(EXTRACT):
........
# here we go ....straight outta Florida...Schwinn DeWalt?



## bobcycles (Jan 5, 2017)

Another buyer beware seller from trailer park central.

http://www.ebay.com/itm/PREWAR-1930...247916?hash=item3d2f66716c:g:MzsAAOSwZQRYaZf-


----------



## GTs58 (Jan 5, 2017)

Why?


----------



## bobcycles (Jan 5, 2017)

GTs58 said:


> Why?




Not a Bicycle light, Not Seiss, Not SilverRay, Not Schwinn...

basically a stream of BS to sell at 50 dollar automotive light.


----------



## Maskadeo (Jan 5, 2017)

But he wrote Seiss on the bottom with a Sharpie!!!


----------



## WetDogGraphix (Jan 5, 2017)




----------



## bobcycles (Jan 5, 2017)

they look similar but that one is definitely not the Bicycle light by Delta...I believe Chrysler automotive?


----------



## GTs58 (Jan 5, 2017)

I know a little bit about the seller. He buys popular items on eBay, sits on em for a while, maybe a year or longer and then resells them. Bet he got taken when he purchased this light.


----------



## bobcycles (Jan 5, 2017)

GTs58 said:


> I know a little bit about the seller. He buys popular items on eBay, sits on em for a while, maybe a year or longer and then resells them. Bet he got taken when he purchased this light.




...well that would be unfortunate.  I let him know that it's a car light, we'll see if he updates the auction.


----------



## Pantmaker (Jan 6, 2017)

It's even automotive Sharpie


----------



## WES PINCHOT (Jan 6, 2017)

GOOD EYE BOB!
THANKS FOR WARNING!


----------



## old hotrod (Jan 7, 2017)

He has edited the listing to include automotive light...


----------



## GTs58 (Jan 7, 2017)

old hotrod said:


> He has edited the listing to include automotive light...
........
(DATA EXCERPT):
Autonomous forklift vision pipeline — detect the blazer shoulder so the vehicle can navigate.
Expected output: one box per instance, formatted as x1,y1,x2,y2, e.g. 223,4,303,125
........
(STATED GOAL 1):
Which usernames post in the forum thread about the eBay light? Give each one once.
(STATED GOAL 2):
In the forum thread about the eBay light, how long does GTs58 say the seller holds popular items before reselling them?
(STATED GOAL 3):
Resume the forum thread about the eBay light from where it stops.

(ANSWER 1):
bobcycles
GTs58
Maskadeo
WetDogGraphix
Pantmaker
WES PINCHOT
old hotrod

(ANSWER 2):
For a while, maybe a year or longer.

(ANSWER 3):
Yes he did. And he dropped the price.


----------



## Bikermaniac (Jan 11, 2017)

I saw the original listing of those lights on ebay, they had a Buy it now price of $300 bucks for a pair or them. I think he hit the button thinking they were Silverays to later find out they were not. Now he's trying to get rid of them. I think those are Buick cowl lights if my memory serves me well (but they might be Cadillac) either way they are not bicycle lights.


----------



## morton (Jan 12, 2017)

Bikermaniac said:


> I saw the original listing of those lights on ebay, they had a Buy it now price of $300 bucks for a pair or them. I think he hit the button thinking they were Silverays to later find out they were not. Now he's trying to get rid of them. I think those are Buick cowl lights if my memory serves me well (but they might be Cadillac) either way they are not bicycle lights.




For those of us who don't want to be "taken" in the future or list something incorrectly, how do you determine which is which?


----------



## Bikermaniac (Jan 12, 2017)

morton said:


> For those of us who don't want to be "taken" in the future or list something incorrectly, how do you determine which is which?




Just by looking closely, there's no other way.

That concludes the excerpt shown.